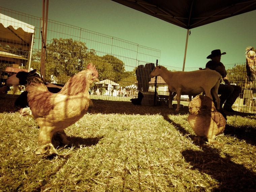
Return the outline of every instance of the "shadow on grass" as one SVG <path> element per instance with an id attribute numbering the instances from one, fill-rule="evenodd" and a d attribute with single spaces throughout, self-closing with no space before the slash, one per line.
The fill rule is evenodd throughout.
<path id="1" fill-rule="evenodd" d="M 255 191 L 256 174 L 242 165 L 230 160 L 230 157 L 220 157 L 206 145 L 202 151 L 185 150 L 182 152 L 186 161 L 193 166 L 192 169 L 212 176 L 219 182 L 215 191 Z"/>
<path id="2" fill-rule="evenodd" d="M 224 134 L 235 137 L 241 140 L 244 140 L 248 143 L 256 146 L 256 129 L 253 127 L 241 126 L 235 127 L 227 125 L 224 129 Z"/>
<path id="3" fill-rule="evenodd" d="M 190 134 L 180 125 L 169 118 L 165 119 L 177 128 L 183 135 L 188 135 L 192 139 L 194 135 Z M 215 191 L 255 191 L 256 174 L 242 165 L 232 162 L 231 157 L 227 155 L 221 157 L 218 149 L 213 149 L 203 142 L 194 142 L 202 150 L 187 150 L 182 154 L 187 162 L 193 165 L 192 169 L 205 173 L 218 180 L 220 185 Z"/>
<path id="4" fill-rule="evenodd" d="M 95 145 L 103 138 L 102 137 L 82 138 L 80 137 L 68 136 L 67 139 L 70 141 L 70 146 L 73 146 L 76 148 L 80 148 L 80 145 L 87 146 Z"/>

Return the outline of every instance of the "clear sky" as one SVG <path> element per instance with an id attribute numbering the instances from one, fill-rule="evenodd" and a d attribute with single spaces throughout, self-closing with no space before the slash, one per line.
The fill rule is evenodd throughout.
<path id="1" fill-rule="evenodd" d="M 1 0 L 0 6 L 41 17 L 42 0 Z M 49 0 L 48 18 L 161 51 L 159 64 L 182 67 L 187 30 L 110 0 Z M 256 48 L 256 10 L 191 30 L 185 67 L 205 66 L 220 49 L 224 64 L 246 62 Z"/>

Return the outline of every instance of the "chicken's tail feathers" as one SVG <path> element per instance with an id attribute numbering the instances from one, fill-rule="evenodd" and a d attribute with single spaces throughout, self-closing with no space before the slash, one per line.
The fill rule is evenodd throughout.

---

*DIRECTIONS*
Write out the entries again, exactly as given, skipping any images.

*WRITTEN RESPONSE*
Return the outline of every instance of the "shadow on grass" as one SVG <path> element per instance with an id attribute numbering the instances from one, fill-rule="evenodd" and a d attribute with single spaces throughout, self-closing with no space before the slash, one per line.
The fill rule is evenodd throughout.
<path id="1" fill-rule="evenodd" d="M 255 191 L 256 174 L 242 165 L 230 160 L 230 157 L 220 157 L 206 145 L 202 151 L 185 150 L 182 152 L 186 161 L 193 166 L 192 169 L 212 176 L 219 182 L 215 191 Z"/>
<path id="2" fill-rule="evenodd" d="M 224 134 L 235 137 L 241 140 L 244 140 L 248 143 L 256 146 L 256 129 L 253 127 L 241 126 L 235 127 L 227 125 L 224 129 Z"/>
<path id="3" fill-rule="evenodd" d="M 190 134 L 180 125 L 169 118 L 165 119 L 177 128 L 183 135 L 188 135 L 192 139 L 194 135 Z M 215 191 L 255 191 L 256 174 L 242 165 L 232 162 L 231 157 L 227 155 L 221 157 L 218 149 L 213 149 L 203 142 L 194 142 L 202 150 L 187 150 L 182 154 L 187 162 L 193 165 L 192 169 L 205 173 L 218 180 L 220 185 Z"/>
<path id="4" fill-rule="evenodd" d="M 95 145 L 103 138 L 102 137 L 82 138 L 80 137 L 68 136 L 67 139 L 70 141 L 70 146 L 73 146 L 76 148 L 80 148 L 80 145 L 87 146 Z"/>

Return the outline of every instance of the "clear sky" as one SVG <path> element per instance with an id attribute numbering the instances from one, fill-rule="evenodd" and a d attribute with single spaces throughout, self-closing with no space before the slash, one per line.
The fill rule is evenodd throughout.
<path id="1" fill-rule="evenodd" d="M 1 0 L 0 6 L 41 17 L 42 0 Z M 49 0 L 48 18 L 161 51 L 159 64 L 182 67 L 187 30 L 110 0 Z M 256 48 L 256 10 L 191 30 L 185 67 L 205 66 L 220 49 L 224 64 L 246 62 Z"/>

Return the outline of every instance of the "chicken's tail feathers" as one SVG <path> element per instance with an id attribute numbering the instances from one, fill-rule="evenodd" and a d attribute with single spaces throughout, self-closing with no space before the slash, one per line.
The fill rule is evenodd throughout.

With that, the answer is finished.